SHORT EXERCISE
Reproduce every line of the records below verbatim, omitting the pictures.

ENTRIES SHOWN
= = = =
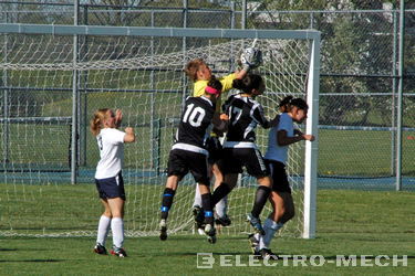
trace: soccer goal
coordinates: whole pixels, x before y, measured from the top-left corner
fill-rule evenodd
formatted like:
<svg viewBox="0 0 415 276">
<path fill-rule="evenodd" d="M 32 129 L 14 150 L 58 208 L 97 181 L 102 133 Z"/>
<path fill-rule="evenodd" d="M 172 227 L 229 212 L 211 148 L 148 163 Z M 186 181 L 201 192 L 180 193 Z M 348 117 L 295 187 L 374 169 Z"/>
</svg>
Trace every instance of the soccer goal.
= = = =
TASK SOLUTION
trace: soccer goal
coordinates: whole pixels, x before y, measured from the top-left corner
fill-rule evenodd
formatted like:
<svg viewBox="0 0 415 276">
<path fill-rule="evenodd" d="M 32 129 L 14 150 L 58 208 L 97 181 L 102 133 Z"/>
<path fill-rule="evenodd" d="M 172 227 L 229 212 L 211 148 L 148 163 Z M 186 181 L 201 192 L 180 193 Z M 348 117 L 295 187 L 374 169 Z"/>
</svg>
Trace every instance of the soccer goal.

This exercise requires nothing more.